● Required work
Your output is the line containing "One keypoint belongs to every instance. Tag the toilet in" plus all lines after it to the end of the records, reproduced exactly, with nothing else.

Recorded information START

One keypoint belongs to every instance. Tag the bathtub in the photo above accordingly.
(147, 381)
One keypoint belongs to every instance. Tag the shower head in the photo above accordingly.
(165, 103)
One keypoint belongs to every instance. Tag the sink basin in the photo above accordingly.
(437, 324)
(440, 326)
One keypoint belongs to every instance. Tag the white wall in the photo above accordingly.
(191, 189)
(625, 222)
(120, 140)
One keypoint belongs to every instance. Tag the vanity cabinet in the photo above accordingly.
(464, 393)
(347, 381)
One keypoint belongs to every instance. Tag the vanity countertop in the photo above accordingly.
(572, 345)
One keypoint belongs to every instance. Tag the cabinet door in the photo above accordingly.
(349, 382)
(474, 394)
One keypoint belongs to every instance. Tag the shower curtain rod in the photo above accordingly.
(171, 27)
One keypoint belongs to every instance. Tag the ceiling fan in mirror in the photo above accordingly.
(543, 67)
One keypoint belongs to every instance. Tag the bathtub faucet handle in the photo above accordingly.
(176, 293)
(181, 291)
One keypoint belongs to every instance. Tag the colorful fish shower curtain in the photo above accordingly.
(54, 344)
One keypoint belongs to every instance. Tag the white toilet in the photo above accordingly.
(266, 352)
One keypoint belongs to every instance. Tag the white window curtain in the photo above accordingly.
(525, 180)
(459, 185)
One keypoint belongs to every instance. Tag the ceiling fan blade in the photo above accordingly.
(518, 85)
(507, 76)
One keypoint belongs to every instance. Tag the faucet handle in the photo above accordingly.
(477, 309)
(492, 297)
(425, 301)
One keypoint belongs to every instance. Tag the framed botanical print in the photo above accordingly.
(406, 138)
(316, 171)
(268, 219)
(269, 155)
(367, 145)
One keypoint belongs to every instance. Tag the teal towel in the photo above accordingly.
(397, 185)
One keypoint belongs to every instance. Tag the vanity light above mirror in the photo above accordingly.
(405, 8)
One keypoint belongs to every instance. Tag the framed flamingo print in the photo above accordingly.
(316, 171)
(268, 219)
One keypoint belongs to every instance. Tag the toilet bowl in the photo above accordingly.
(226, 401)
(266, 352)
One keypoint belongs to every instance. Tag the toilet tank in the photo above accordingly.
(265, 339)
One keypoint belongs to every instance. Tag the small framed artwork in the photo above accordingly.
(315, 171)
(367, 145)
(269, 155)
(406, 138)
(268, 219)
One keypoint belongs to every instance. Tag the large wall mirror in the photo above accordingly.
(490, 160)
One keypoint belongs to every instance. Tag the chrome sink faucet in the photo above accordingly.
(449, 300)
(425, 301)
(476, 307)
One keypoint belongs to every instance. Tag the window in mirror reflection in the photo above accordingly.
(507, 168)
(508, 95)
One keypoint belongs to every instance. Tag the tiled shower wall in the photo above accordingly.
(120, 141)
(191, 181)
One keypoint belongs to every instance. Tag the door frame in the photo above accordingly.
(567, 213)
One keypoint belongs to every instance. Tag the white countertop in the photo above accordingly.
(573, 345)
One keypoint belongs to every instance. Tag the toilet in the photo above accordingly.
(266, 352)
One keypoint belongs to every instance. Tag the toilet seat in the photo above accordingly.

Recorded information END

● Response area
One keypoint belongs to every instance. Tag the toilet in the photo above accordingly.
(266, 352)
One keypoint belongs to every instance. Tag the toilet seat in the photo above accordingly.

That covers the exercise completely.